• [TEXTE À LIRE]:

* * * *

Les pays de l’UEMOA profitent-ils de leur monnaie commune ?

uemoaL'optimalité d'une zone monétaire fait référence au champ géographique le plus favorable sous laquelle une monnaie peut être utilisée. Les théories traitant de l'optimalité d'une zone monétaire aboutissent à une analyse en terme de coûts/bénéfices. Ils conduisent ainsi à l'arbitrage entre l'outil qu'est l'ajustement macroéconomique se réalisant par la variation des taux de change et les bénéfices qui peuvent être tirés d'un état de régime de change fixe de fait entre les Etats membres d'une union monétaire. Une telle analyse appliquée à l'UEMOA permet-elle de conclure que L'UEMOA est une " Zone Monétaire Optimale " ?

D’après la théorie économique, plusieurs facteurs peuvent conduire à l'adoption d’une monnaie commune entre des pays partenaires. Ils vont de la mobilité des facteurs de production entre les pays (mobilité des travailleurs et du capital) et/ou de l’existence d’une politique budgétaire commune à ces pays (Mundel, 1963 [1]), à la diversification de leurs économies (Kenen, 1969 [3]) en passant par leur ouverture commerciale (McKinnon, 1963 [3]).

* * * *

• [DONNÉES ENREGISTRÉES]:
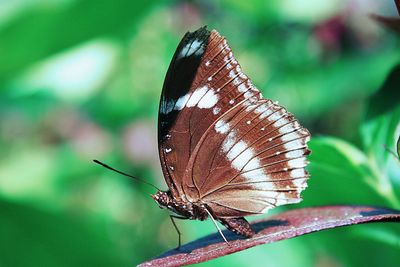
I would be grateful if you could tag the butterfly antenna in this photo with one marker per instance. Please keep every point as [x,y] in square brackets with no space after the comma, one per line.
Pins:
[125,174]
[390,151]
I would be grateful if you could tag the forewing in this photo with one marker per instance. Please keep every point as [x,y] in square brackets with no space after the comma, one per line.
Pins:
[252,159]
[203,82]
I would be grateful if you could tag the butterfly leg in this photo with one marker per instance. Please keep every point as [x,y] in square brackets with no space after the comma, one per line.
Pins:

* * * *

• [TÂCHES ÉCRITES]:
1. D'après le texte sur l'UEMOA, quel auteur est associé à la diversification des économies comme facteur d'adoption d'une monnaie commune ?
2. Rédigez, s'il vous plaît, la suite du texte sur l'UEMOA à partir de sa dernière phrase.

• [RÉPONSES PAR TÂCHE]:
1. Kenen, en 1969.

2.
La mobilité des facteurs de production entre les pays voulant prendre part à une union monétaire permet à ces pays de s’ajuster aux variations de taux de change lors de chocs [4]. Aussi, si la part de la production des biens destinés à l’exportation est forte par rapport à l’ensemble de la production d’un pays, les variations du taux de change influent fortement sur le niveau général des prix dudit pays. La quête de stabilité peut alors passer par l’adhésion à un ensemble monétaire plus vaste. Par ailleurs, la diversification d’une économie lui permet de mieux résister aux chocs. L’intensité du choc est en quelque sorte diluée dans l’ensemble du tissu économique. En complément, il convient de préciser que la perte de souveraineté nationale sur la politique monétaire est dommageable à partir du moment où le choc subi est asymétrique [4]. Dans le cas contraire, une réponse de politique monétaire communautaire aux chocs est souhaitable.  Ainsi, des pays homogènes dans leur structure économique politique, auront donc un coût d'adhésion à l'union monétaire plus faible que des pays structurellement hétérogènes du fait de la moindre existence entre eux de chocs asymétriques.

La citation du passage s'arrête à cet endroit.